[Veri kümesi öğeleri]
====
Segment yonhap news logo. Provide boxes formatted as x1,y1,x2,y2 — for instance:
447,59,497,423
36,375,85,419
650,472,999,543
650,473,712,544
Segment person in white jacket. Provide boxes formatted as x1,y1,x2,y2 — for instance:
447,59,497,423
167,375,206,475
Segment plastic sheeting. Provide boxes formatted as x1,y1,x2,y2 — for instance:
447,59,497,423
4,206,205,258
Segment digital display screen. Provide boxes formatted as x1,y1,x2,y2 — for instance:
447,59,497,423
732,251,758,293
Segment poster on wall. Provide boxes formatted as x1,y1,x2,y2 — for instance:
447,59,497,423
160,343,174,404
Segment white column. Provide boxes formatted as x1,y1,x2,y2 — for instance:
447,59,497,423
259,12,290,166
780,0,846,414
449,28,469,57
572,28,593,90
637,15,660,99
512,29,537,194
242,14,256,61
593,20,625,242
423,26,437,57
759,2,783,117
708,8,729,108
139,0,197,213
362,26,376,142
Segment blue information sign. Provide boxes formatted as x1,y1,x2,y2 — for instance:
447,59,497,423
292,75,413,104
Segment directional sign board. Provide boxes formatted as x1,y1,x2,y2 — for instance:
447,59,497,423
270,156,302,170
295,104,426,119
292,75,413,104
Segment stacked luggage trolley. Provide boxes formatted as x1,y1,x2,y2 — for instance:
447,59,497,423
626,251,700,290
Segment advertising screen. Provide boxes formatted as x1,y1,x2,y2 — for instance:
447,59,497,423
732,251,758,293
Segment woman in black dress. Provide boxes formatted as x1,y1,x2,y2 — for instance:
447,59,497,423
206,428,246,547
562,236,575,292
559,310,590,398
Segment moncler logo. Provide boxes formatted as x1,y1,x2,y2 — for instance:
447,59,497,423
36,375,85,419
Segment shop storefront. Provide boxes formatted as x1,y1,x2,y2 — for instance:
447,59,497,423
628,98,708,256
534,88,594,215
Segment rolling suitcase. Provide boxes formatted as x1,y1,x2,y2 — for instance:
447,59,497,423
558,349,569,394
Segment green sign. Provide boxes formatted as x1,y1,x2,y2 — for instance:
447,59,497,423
====
§ **Görevin amacı**
Yukarıdaki kayıtlarda "Segment rolling suitcase." ifadesinin geçtiği satırdan kayıtların sonuna kadar uzanan satırları, iki uç da dahil olmak üzere, hiçbir değişiklik yapmadan yeniden yazın.

§ **Alıştırmanın sonucu**
Segment rolling suitcase. Provide boxes formatted as x1,y1,x2,y2 — for instance:
447,59,497,423
558,349,569,394
Segment green sign. Provide boxes formatted as x1,y1,x2,y2 — for instance:
447,59,497,423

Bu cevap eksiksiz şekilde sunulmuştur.